Exercise description -> Set down every entry exactly as given. Pictures are to be left out.

━━━━━ Data extract ━━━━━

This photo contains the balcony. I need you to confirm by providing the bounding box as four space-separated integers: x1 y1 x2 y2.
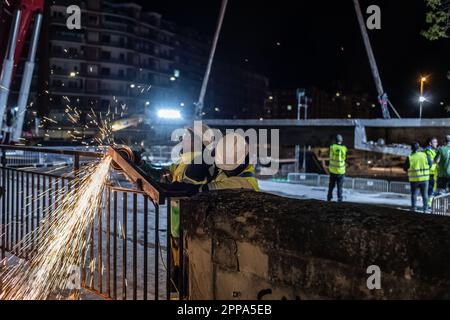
158 52 174 61
51 32 84 43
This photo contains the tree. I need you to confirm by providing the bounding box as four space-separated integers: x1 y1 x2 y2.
423 0 450 97
422 0 450 41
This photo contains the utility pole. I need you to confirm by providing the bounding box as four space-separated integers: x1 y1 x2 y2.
419 77 427 119
295 89 307 172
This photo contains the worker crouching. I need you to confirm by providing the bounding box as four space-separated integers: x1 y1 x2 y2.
404 142 432 213
133 129 259 299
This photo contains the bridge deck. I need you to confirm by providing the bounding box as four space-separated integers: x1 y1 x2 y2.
204 118 450 128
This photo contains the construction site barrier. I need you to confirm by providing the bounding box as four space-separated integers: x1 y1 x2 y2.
287 173 320 186
432 193 450 216
353 178 389 193
0 145 179 300
287 173 408 195
389 181 411 195
318 174 355 189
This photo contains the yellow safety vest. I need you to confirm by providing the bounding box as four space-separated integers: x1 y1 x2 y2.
170 152 206 238
408 152 430 183
424 147 437 177
329 144 347 175
208 165 260 192
170 152 207 185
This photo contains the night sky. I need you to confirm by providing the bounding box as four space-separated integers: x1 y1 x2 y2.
139 0 450 118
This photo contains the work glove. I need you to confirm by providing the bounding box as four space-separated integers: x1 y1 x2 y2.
132 150 144 166
162 182 203 196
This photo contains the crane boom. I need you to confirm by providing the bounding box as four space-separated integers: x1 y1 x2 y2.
353 0 395 119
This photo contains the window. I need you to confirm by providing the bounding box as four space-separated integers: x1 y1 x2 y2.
53 80 63 87
88 15 99 25
88 65 98 74
101 51 111 59
101 68 110 76
101 35 111 43
68 81 78 89
68 48 78 56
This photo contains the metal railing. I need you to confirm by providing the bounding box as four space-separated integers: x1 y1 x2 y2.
285 172 404 194
389 181 411 195
353 178 389 193
0 145 180 300
287 173 319 186
432 193 450 216
318 174 355 189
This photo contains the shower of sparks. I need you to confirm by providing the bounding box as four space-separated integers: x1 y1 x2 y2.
0 156 112 300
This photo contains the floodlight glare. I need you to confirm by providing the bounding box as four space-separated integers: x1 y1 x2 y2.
157 109 182 120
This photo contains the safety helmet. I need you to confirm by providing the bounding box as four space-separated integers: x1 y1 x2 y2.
215 133 248 171
336 134 344 143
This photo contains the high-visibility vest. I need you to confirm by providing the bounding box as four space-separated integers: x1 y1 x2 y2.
424 147 437 177
408 152 430 182
170 152 207 238
208 165 260 192
170 152 207 185
329 144 347 175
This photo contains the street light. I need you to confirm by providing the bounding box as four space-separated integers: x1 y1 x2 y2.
419 76 427 119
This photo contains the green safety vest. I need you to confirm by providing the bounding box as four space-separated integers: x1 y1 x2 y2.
408 152 430 182
437 146 450 178
329 144 347 175
424 147 437 177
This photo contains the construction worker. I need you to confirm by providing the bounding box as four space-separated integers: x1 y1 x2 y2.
1 106 14 145
206 132 259 191
404 142 432 212
327 134 347 202
159 132 259 299
435 135 450 194
133 123 213 298
424 137 439 206
168 132 259 193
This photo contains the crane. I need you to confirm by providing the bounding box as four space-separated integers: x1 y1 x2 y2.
0 0 44 143
353 0 401 119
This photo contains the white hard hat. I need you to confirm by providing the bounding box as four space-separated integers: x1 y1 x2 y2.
215 133 248 171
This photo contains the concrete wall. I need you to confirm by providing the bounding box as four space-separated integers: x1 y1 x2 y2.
181 191 450 300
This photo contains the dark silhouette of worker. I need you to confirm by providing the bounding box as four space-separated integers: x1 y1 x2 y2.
327 134 348 202
424 137 439 207
435 135 450 194
1 106 14 145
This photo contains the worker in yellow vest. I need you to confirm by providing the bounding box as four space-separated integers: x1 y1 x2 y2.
404 142 432 213
161 132 259 299
208 132 259 191
327 134 347 202
170 132 260 193
424 137 439 207
134 123 212 297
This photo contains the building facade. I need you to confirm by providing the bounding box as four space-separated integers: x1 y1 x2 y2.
264 87 379 119
11 0 269 131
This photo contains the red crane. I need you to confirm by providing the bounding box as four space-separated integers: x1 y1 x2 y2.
0 0 44 143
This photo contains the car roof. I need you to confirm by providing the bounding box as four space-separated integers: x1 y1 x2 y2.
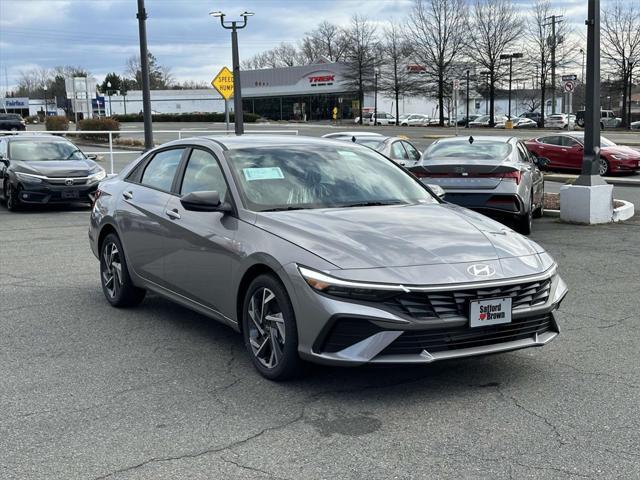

━━━━━

Reply ->
This photo contains the balcony. I need you to confirm by providing the bounding box as four space-separated integers: x1 y1 x2 y2.
158 52 174 61
51 32 84 43
This photo contains the tree. I need you to confirm by providing the bounding box as four space-separated integers: x1 y1 x2 y2.
423 0 450 97
422 0 450 41
This photo contains the utility pole. I need you to confirm by providing the bounding box as four space-separated integers: x1 y1 x2 y2.
419 77 427 119
295 89 307 172
This photo contains the worker crouching. I need you to confirm by providing the bounding box as four space-separated integers: x1 y1 x2 y2.
404 142 432 213
133 129 259 299
This photo contains the bridge deck. I need you to confirm by providing the bounding box as four space-separated integers: x1 y1 x2 y2.
204 118 450 128
This photo contains the construction site barrier. I need you to confirm by providing the bounding box as four space-separated integers: x1 y1 x2 y2.
287 173 320 186
432 193 450 216
353 178 389 193
0 145 179 300
287 173 408 195
389 181 411 195
318 174 355 189
This photo contains the yellow safety vest. I need you to confirm by providing the bounding box as four space-separated integers: x1 y1 x2 y2.
170 152 206 238
408 152 430 183
424 147 437 177
329 144 347 175
208 165 260 192
170 152 207 185
This photo contains the night sky. I need you to confirm by providing the bounding box as four space-separated integers: x1 y1 x2 y2.
139 0 450 118
This photo contains the work glove. I need you to confirm by providing the bounding box as four space-separated integers: x1 y1 x2 y2.
132 150 144 166
162 182 203 196
This photo contains the crane boom. I need you to confirm by providing the bounding box as four space-separated integers: x1 y1 x2 y2.
353 0 395 119
This photo contains the window. I need you to confirm by providing the bounding box as four space-separated integers: x1 y1 x2 y2.
53 80 63 87
88 15 99 25
88 65 98 74
101 51 111 59
101 68 110 76
101 35 111 43
68 81 78 89
68 48 78 56
This photo contains the metal railing. I need you to confirm by providing the bounding box as four space-separated integers: x1 y1 x2 y2.
285 172 404 194
389 181 411 195
353 178 389 193
0 145 180 300
287 173 319 186
432 193 450 216
318 174 355 189
This photo contains the shower of sparks. I need you to confirm by providing the bounding box as four space-separated integers: x1 y1 x2 y2.
0 156 112 300
This photo contains the floodlight glare. I need you to confirm by providing the bounding box as four space-separated integers: x1 y1 x2 y2.
157 109 182 120
This photo contains the safety helmet. I need you to confirm by providing the bounding box as four space-separated integers: x1 y1 x2 y2.
215 133 248 171
336 134 344 143
This photo contains the high-visibility vest. I need you to confirm by providing the bounding box as four space-separated integers: x1 y1 x2 y2.
424 147 437 177
408 152 430 182
170 152 207 238
208 165 260 192
170 152 207 185
329 144 347 175
This photo contains the street light. I need you to confirm by providing the bounding box as four space-separated integers: x1 y1 x2 y2.
419 76 427 119
This photo contains the green safety vest. I need you to confirm by providing the bounding box as four space-separated integers: x1 y1 x2 y2.
408 152 430 182
437 146 450 178
329 144 347 175
424 147 437 177
This photo contains the construction worker. I need you to confirm by providing the bounding box as four space-separated integers: x1 y1 x2 y2.
1 106 14 145
206 132 259 191
404 142 432 212
327 134 347 202
159 132 259 299
435 135 450 194
133 123 213 298
424 137 439 206
168 132 259 193
This photo contains the crane. I need you to confirm by providing the bounding box as four space-separated integers: x1 y1 x2 y2.
0 0 44 143
353 0 401 119
This photo contains the white hard hat. I need you to confirm by providing the bounding box as four space-separated integers: x1 y1 x2 y2.
215 133 248 171
This photo contains the concrete wall. I need you to confirm by providing the bounding box as four space-separated integers: x1 y1 x2 y2.
181 191 450 300
This photo contains the dark silhouette of worker. I need you to confirm by providing the bounding box as four space-separated integers: x1 y1 x2 y2.
327 134 348 202
424 137 439 207
435 135 450 194
1 106 14 145
This photo contains the worker in yellow vest. I need you to confirm by providing the bounding box as four space-separated integers: x1 y1 x2 y2.
404 142 432 213
161 132 259 299
208 132 259 191
327 134 347 202
170 132 260 193
424 137 439 207
134 123 212 297
This photo contains the building facade. I need you to confirm by providing the bounding box as four space-separated integers: x1 y1 x2 y2.
264 87 379 119
11 0 269 131
This photo contains the red crane. I need you to confirm by providing the bounding box as four space-separated integers: x1 y1 x2 y2.
0 0 44 143
This photo contains the car roof. I need you to confirm by providing the bounding box as four space-separated integers: x1 y1 x2 y2.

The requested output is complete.